+++ Extracted text
= The Missing Shade of Blue =

Philosophical concept

"The Missing Shade of Blue" is an example introduced by the Scottish philosopher David Hume to show that it is at least conceivable that the mind can generate an idea without first being exposed to the relevant sensory experience. It is regarded as a problem by philosophers because it appears to stand in direct contradiction to what Hume had previously written.

==The source of the problem==
In both A Treatise of Human Nature and An Enquiry Concerning Human Understanding, philosopher David Hume argues that all perceptions of the mind can be classed as either 'Impressions' or 'Ideas'. He further argues that:

We shall always find, that every idea which we examine is copied from a similar impression. Those who would assert, that this position is not universally true nor without exception, have only one, and at that an easy method of refuting it; by producing that idea, which, in their opinion, is not derived from this source.

The Missing Shade of Blue

The problem of the missing shade of blue arises because just two paragraphs later Hume seems to provide just such an idea. He says:

There is, however, one contradictory phenomenon, which may prove, that it is not absolutely impossible for ideas to arise, independent of their correspondent impressions. I believe it will readily be allowed, that the several distinct ideas of colour, which enter by the eye, or those of sound, which are conveyed by the ear, are really different from each other; though, at the same time, resembling. Now if this be true of different colours, it must be no less so of the different shades of the same colour; and each shade produces a distinct idea, independent of the rest. For if this should be denied, it is possible, by the continual gradation of shades, to run a colour insensibly into what is most remote from it; and if you will not allow any of the means to be different, you cannot, without absurdity, deny the extremes to be the same. Suppose, therefore, a person to have enjoyed his sight for thirty years, and to have become perfectly acquainted with colours of all kinds, except one particular shade of blue, for instance, which it never has been his fortune to meet with. Let all the different shades of that colour, except that single one, be placed before him, descending gradually from the deepest to the lightest; it is plain, that he will perceive a blank, where that shade is wanting, and will be sensible, that there is a greater distance in that place between the contiguous colours than in any other. Now I ask, whether it be possible for him, from his own imagination, to supply this deficiency, and raise up to himself the idea of that particular shade, though it had never been conveyed to him by his senses? I believe there are few but will be of opinion that he can: And this may serve as a proof, that the simple ideas are not always, in every instance, derived from the correspondent impressions; though this instance is so singular, that it is scarcely worth our observing, and does not merit, that for it alone we should alter our general maxim.

==Responses to the problem==
Some philosophers take Hume to task for presenting such a clear counter-example and then dismissing it as insignificant. Pritchard says:

This is, of course, just the kind of fact which should have led Hume to revise his whole theory. It is really effrontery on his part and not mere naiveness to ignore an instance so dead against a fundamental doctrine of his own...if he had considered the idea of cause as also to be ignored as being an isolated exceptional case, he would have had no reason to write the Treatise at all.
++++++
> _Problems to work on_
**a.** Return the passage of the text on Hume's missing shade of blue that opens with the words containing "Philosophical concept" and closes with "had previously written.".
**b.** In the text on Hume's missing shade of blue, for how many years has the imagined person enjoyed his sight?
**c.** Extend the text on Hume's missing shade of blue, picking up right after its last sentence.
These records were drawn from a different source than the text on Hume's missing shade of blue.
+++ Extracted information
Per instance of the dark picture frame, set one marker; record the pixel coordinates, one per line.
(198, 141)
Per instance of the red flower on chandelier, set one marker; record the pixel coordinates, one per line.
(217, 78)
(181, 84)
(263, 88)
++++++
> _Outputs in order_
**a.**
Philosophical concept

"The Missing Shade of Blue" is an example introduced by the Scottish philosopher David Hume to show that it is at least conceivable that the mind can generate an idea without first being exposed to the relevant sensory experience. It is regarded as a problem by philosophers because it appears to stand in direct contradiction to what Hume had previously written.

**b.** Thirty years.

**c.**
Other philosophers take a more generous view of Hume's position. Jenkins says:

It is not so much that it is hardly worth altering a general thesis for one exception, which is very much the line Hume himself adopts. It is rather that the character of the phenomenon itself does not clearly run counter to the essential emphasis of Hume's doctrine. That emphasis really consists in the claim that, ultimately, there can be no ideas without impressions. His example does not, strictly, disobey this principle since, presumably, Hume would argue that, without sensory experience of other colours and particularly of other shades of blue, the missing shade could not be envisaged. It is not an admission of innatism, nor is it a claim that the idea was, as it were, produced out of a hat. It is perhaps nothing more than the concession that the natural powers of the mind are a little more enterprising than he had allowed for.

It is sometimes said that the problem is even more severe than Hume thinks. Hume claims that this instance is 'singular', but Alexander Broadie writes:

The reason Hume's instance is not singular, is this: if indeed a person can have an idea of a shade of blue, though he had not had a previous impression of that shade, then we have to allow that a person could have an idea of missing shades of every other colour also; and there is no reason why we should restrict ourselves here to a consideration of only the visual one of the five sensory modalities. We could also have an idea of a missing sound, or taste, or smell, or tactile quality.

However, as Williams points out, Hume's own words imply that he was fully aware of this. Hume begins the relevant paragraph by talking about both sounds and colours. In addition, when first introducing the missing shade of blue he says, "except one particular shade of blue, for instance". The words "for instance" show that he could easily have chosen a different example. When he later says, "this instance is so singular, that it is scarcely worth our observing" he cannot be referring to this particular example, but rather to the type of exception that it represents.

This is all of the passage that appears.